Task goal →
Copy every line from the records below that carries the word "station".
○ ○ ○ ○ ○
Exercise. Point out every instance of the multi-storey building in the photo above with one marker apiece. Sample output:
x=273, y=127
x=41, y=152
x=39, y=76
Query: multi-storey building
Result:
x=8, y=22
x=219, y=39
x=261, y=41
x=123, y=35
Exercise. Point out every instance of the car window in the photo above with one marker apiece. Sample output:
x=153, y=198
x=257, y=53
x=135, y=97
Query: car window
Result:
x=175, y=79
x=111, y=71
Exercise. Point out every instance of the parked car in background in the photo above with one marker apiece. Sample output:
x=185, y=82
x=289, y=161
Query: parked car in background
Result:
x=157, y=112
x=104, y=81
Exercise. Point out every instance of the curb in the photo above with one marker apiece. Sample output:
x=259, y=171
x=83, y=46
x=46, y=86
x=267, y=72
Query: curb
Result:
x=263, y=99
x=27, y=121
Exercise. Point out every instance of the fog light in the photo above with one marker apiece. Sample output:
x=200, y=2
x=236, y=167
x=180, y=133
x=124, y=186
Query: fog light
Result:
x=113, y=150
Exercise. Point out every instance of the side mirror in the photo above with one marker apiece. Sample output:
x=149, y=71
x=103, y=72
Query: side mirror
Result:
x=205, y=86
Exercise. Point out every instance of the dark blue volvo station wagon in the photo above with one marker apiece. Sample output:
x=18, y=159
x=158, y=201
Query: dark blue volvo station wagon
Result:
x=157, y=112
○ ○ ○ ○ ○
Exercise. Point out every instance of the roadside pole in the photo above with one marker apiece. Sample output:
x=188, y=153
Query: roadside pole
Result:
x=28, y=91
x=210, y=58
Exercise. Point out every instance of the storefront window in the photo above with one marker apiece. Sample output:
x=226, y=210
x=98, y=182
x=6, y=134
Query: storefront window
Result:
○ ○ ○ ○ ○
Expected output →
Exercise. Point out every instance of the dark blue volvo station wagon in the photo above with one marker apiece. Sample output:
Query: dark blue volvo station wagon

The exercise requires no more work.